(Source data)
■ ■ ■ ■

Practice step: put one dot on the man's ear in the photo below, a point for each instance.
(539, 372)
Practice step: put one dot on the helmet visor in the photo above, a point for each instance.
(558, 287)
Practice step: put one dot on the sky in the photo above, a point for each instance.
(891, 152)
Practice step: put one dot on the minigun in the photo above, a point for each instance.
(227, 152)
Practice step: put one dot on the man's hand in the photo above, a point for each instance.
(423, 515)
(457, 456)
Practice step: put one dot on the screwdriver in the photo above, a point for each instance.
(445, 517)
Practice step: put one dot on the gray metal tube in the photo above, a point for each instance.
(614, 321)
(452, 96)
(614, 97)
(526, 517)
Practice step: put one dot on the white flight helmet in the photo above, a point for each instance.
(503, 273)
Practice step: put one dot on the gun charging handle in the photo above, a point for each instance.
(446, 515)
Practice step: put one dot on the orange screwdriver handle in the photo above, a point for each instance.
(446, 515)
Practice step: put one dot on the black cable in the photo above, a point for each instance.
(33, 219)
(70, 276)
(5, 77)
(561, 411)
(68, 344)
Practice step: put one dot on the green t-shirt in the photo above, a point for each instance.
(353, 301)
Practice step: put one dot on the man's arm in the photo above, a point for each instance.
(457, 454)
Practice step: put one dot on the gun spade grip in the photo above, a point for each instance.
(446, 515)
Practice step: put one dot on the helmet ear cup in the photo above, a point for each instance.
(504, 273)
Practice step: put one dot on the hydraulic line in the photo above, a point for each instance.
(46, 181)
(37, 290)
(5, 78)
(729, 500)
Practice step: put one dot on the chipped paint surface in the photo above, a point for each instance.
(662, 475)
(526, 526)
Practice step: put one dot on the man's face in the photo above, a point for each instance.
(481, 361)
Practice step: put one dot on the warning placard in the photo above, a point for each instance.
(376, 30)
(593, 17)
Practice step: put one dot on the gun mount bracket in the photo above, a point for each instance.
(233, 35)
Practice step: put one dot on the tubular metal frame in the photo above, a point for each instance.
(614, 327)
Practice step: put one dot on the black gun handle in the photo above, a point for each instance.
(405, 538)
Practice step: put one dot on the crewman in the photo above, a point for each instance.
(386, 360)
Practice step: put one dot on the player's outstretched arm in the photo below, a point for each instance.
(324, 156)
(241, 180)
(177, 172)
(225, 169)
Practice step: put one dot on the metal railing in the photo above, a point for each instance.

■ ■ ■ ■

§ WHAT TO DO
The records above need to be output again, verbatim.

§ SOLVED PROBLEM
Practice step: put one dot on the man's ear in the photo below, a point for each instance.
(539, 372)
Practice step: put one dot on the helmet visor in the photo above, a point for each instance.
(558, 287)
Practice step: put one dot on the sky in the photo above, a point for each instance.
(891, 152)
Practice step: put one dot on the minigun in the photo above, a point for each instance.
(227, 152)
Practice step: put one dot on the man's hand in the photo above, a point for each instance.
(423, 515)
(457, 456)
Practice step: put one dot on the screwdriver in the photo above, a point for each instance.
(445, 517)
Practice step: put one dot on the gray metal tube in the photo above, a point for each instance.
(614, 321)
(452, 96)
(614, 97)
(526, 517)
Practice step: put one dot on the white flight helmet in the photo above, a point for each instance.
(503, 273)
Practice step: put one dot on the gun charging handle in the photo above, a point for each instance.
(446, 515)
Practice step: put one dot on the orange screwdriver handle in the photo above, a point for each instance.
(446, 515)
Practice step: put one dot on the black cable in the photo above, a point for each instance.
(33, 219)
(70, 276)
(5, 77)
(561, 411)
(68, 344)
Practice step: put one dot on the green t-shirt in the photo above, a point for each instance.
(353, 301)
Practice step: put one dot on the man's arm in the photo above, a point for each instance.
(457, 454)
Practice step: put one dot on the gun spade grip in the photo above, a point for each instance.
(446, 515)
Practice step: put one dot on the helmet ear cup in the photo above, a point for each instance.
(504, 273)
Practice step: put one dot on the hydraulic line in the photo above, a point for each instance.
(46, 181)
(37, 290)
(5, 78)
(729, 500)
Practice step: put one dot on the chipped paint surface in the photo above, a point for each instance.
(662, 475)
(526, 526)
Practice step: put one dot on the man's face in the photo above, a point for each instance.
(481, 361)
Practice step: put one dot on the warning placard in the photo above, a point for each instance.
(376, 30)
(593, 17)
Practice step: put one dot on the gun mount bracket in the photo above, a point for each instance.
(233, 35)
Practice step: put one dot on the tubular metal frame in the photo above, a point for each instance.
(614, 327)
Practice step: put one dot on the black gun handle in the photo above, a point for each instance.
(405, 538)
Practice step: put one dot on the crewman in the photo above, a point for each instance.
(386, 360)
Practice step: put one dot on the player's outstretched arm in the photo below, a point for each instance.
(324, 156)
(241, 180)
(177, 172)
(225, 169)
Practice step: put one dot on the metal railing in the photo above, a point for each instance.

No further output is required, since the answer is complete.